═════ Raw data

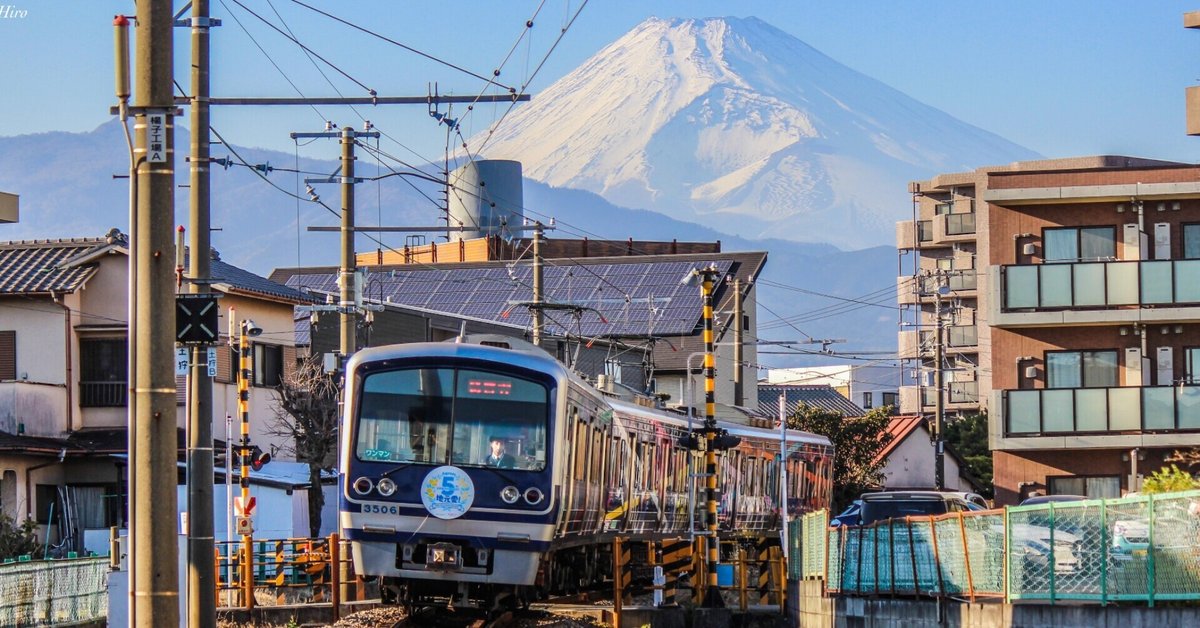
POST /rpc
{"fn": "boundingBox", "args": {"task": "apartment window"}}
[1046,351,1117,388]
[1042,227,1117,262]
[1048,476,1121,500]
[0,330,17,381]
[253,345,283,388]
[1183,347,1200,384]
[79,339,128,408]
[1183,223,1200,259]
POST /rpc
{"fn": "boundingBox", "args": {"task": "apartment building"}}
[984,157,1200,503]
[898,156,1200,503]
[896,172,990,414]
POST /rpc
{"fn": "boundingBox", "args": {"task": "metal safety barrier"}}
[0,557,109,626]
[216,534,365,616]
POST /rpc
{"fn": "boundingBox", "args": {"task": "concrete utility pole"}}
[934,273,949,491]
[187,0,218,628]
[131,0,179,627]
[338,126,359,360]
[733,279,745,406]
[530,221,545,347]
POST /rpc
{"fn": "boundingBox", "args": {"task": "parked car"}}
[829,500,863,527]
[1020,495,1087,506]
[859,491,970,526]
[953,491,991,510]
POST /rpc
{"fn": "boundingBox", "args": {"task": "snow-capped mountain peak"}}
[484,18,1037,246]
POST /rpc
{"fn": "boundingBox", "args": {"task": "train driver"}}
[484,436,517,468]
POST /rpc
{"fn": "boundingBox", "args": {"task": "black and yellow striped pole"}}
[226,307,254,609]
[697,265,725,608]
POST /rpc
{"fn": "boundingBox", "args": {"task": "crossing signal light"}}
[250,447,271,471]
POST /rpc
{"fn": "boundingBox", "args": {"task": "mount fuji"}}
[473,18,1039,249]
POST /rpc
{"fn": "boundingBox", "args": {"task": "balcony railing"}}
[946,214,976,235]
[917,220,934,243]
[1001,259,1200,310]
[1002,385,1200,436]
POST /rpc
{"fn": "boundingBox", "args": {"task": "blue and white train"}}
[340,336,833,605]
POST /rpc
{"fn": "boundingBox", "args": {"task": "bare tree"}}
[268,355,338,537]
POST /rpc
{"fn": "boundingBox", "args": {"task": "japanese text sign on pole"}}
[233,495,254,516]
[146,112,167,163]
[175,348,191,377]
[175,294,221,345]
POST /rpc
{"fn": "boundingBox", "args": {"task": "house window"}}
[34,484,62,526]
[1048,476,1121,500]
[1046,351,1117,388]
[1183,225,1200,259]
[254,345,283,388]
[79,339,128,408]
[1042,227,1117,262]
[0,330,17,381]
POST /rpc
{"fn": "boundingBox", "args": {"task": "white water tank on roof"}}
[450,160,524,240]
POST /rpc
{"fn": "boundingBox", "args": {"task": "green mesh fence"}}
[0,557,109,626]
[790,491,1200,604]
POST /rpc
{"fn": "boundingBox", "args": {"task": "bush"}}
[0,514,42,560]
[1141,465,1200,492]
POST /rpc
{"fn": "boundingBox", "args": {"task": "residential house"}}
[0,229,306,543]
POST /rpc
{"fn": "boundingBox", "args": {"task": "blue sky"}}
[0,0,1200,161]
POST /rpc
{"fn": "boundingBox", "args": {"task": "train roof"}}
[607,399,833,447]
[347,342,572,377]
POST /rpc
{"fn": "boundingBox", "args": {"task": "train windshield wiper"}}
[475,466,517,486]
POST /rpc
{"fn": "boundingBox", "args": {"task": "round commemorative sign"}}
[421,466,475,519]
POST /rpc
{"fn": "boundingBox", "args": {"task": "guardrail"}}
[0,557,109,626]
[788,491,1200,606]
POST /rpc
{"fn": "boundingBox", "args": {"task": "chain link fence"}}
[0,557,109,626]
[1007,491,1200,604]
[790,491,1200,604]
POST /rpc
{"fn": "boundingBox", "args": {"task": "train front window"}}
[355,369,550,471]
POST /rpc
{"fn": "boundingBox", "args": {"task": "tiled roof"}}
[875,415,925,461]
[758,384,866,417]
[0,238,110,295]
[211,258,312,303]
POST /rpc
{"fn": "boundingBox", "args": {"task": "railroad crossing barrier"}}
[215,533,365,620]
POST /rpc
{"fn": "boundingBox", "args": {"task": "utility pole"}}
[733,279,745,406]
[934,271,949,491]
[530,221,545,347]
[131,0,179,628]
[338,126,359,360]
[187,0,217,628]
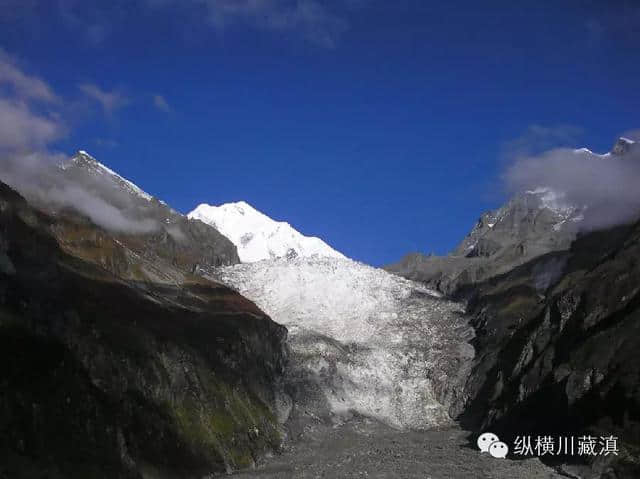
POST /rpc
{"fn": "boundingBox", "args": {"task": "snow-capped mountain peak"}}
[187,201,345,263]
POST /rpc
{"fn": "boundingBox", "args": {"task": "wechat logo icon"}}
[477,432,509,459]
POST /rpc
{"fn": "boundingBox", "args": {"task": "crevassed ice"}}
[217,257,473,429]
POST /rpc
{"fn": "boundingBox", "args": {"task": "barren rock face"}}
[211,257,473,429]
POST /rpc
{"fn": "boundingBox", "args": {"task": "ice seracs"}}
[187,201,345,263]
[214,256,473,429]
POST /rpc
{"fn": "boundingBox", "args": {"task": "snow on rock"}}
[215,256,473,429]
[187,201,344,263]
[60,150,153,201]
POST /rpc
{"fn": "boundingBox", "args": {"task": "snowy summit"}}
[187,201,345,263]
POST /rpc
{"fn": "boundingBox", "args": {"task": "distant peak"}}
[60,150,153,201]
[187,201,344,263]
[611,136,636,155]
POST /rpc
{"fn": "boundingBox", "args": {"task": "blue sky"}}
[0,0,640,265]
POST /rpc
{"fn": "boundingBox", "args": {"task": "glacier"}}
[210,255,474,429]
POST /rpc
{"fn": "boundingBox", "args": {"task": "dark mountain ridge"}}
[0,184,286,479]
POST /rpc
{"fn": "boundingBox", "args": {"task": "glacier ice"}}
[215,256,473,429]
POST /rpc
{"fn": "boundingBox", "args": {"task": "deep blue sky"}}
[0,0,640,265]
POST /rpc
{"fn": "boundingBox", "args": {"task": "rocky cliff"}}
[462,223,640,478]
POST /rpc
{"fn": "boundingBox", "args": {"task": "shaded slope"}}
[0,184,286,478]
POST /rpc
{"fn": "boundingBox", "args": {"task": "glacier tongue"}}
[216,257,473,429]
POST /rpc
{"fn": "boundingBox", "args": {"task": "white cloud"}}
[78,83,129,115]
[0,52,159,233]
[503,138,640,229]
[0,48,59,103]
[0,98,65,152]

══════════
═════ Raw data

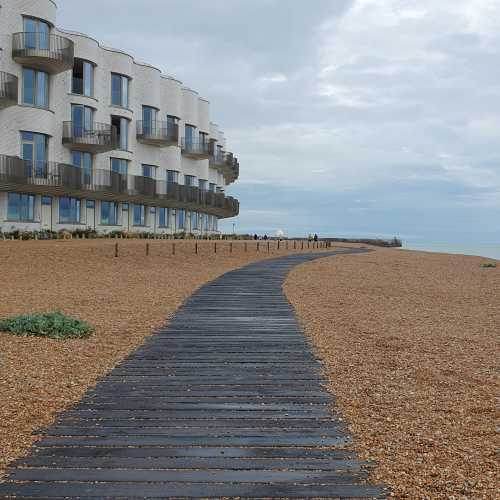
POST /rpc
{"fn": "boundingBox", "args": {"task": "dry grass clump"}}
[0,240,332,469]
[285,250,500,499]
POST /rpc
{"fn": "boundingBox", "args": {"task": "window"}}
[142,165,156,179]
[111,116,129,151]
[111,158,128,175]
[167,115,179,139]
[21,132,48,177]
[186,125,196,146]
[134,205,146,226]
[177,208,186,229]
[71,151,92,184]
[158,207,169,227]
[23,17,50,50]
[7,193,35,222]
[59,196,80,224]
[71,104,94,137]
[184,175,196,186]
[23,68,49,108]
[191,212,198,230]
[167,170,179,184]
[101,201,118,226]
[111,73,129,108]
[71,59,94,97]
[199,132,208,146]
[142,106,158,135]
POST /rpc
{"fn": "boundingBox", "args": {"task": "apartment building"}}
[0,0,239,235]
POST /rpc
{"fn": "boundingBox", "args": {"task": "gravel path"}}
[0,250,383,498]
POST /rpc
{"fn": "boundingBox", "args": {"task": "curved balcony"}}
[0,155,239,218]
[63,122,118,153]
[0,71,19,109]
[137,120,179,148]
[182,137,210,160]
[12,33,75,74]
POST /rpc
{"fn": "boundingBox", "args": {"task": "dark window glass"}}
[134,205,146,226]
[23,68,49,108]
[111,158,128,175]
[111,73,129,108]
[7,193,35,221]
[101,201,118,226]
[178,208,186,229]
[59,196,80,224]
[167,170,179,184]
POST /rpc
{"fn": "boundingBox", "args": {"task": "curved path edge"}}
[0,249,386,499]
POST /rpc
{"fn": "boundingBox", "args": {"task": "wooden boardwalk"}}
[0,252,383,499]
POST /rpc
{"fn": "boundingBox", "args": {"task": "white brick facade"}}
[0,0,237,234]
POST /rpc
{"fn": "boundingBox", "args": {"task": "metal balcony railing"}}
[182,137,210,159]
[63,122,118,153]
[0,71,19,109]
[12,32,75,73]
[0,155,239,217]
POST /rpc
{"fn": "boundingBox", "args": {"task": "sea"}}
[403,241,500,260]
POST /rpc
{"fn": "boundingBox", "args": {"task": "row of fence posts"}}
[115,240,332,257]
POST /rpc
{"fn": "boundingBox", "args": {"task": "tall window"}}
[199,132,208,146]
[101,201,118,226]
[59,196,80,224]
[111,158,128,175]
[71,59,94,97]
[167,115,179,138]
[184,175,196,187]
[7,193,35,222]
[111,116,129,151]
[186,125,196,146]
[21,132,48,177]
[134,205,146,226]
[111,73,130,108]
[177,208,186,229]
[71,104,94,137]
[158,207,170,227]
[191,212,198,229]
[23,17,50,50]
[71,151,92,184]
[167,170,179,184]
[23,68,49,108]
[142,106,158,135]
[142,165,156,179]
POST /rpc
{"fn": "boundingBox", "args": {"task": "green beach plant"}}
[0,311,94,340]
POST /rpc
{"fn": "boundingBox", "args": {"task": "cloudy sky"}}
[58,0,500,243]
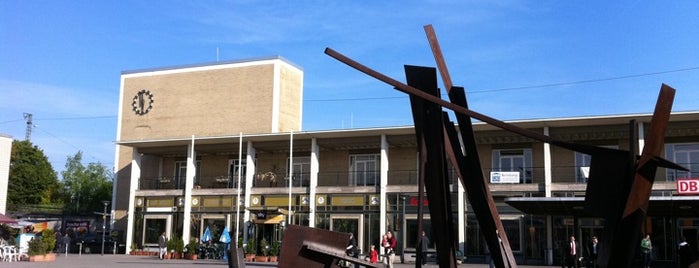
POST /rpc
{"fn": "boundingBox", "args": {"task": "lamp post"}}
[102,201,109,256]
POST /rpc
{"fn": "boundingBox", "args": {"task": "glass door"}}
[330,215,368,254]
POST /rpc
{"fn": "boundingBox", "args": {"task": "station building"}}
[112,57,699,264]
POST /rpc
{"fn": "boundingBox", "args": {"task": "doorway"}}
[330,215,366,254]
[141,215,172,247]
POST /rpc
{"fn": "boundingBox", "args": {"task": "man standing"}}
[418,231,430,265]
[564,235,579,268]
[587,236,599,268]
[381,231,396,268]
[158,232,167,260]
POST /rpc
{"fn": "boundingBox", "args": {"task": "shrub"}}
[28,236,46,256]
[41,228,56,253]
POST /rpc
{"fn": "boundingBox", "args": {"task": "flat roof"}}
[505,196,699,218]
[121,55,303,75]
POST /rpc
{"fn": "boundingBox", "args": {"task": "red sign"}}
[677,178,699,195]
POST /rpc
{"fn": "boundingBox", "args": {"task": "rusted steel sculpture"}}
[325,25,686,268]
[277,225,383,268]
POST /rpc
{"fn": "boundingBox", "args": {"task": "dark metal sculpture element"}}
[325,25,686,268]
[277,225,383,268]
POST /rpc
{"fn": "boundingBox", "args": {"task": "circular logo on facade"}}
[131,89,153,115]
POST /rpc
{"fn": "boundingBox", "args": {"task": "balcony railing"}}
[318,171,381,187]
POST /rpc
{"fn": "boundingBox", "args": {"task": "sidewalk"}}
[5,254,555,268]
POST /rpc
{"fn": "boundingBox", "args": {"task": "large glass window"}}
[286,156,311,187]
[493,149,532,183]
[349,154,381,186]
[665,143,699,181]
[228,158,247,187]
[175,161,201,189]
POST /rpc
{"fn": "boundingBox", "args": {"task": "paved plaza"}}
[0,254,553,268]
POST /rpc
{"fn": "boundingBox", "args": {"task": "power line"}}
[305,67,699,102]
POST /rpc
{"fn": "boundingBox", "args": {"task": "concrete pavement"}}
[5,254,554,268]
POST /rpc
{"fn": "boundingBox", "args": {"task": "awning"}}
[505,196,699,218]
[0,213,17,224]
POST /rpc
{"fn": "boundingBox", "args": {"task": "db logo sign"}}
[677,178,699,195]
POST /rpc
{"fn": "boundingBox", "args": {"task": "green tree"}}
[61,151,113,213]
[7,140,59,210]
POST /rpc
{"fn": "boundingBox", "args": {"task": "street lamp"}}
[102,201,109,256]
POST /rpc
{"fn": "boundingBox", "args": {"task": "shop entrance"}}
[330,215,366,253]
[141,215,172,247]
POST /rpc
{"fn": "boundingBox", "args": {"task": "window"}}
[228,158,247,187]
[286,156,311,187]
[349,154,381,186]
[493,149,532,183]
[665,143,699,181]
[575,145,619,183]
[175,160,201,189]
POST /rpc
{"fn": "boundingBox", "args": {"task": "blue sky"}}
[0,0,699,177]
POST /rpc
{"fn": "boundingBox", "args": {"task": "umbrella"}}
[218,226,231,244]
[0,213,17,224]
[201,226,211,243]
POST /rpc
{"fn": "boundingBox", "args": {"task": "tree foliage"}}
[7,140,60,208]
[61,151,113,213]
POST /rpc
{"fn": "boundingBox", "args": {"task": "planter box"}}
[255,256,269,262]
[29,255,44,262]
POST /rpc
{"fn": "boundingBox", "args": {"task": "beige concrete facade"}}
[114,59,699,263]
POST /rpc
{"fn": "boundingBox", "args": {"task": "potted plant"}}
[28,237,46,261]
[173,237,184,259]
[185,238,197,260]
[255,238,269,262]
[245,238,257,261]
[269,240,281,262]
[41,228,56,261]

══════════

## What you will do
List every line of the material that contains the string "lamp".

## Answer for the task
{"fn": "boundingBox", "args": {"task": "lamp post"}}
{"fn": "boundingBox", "args": {"task": "street lamp"}}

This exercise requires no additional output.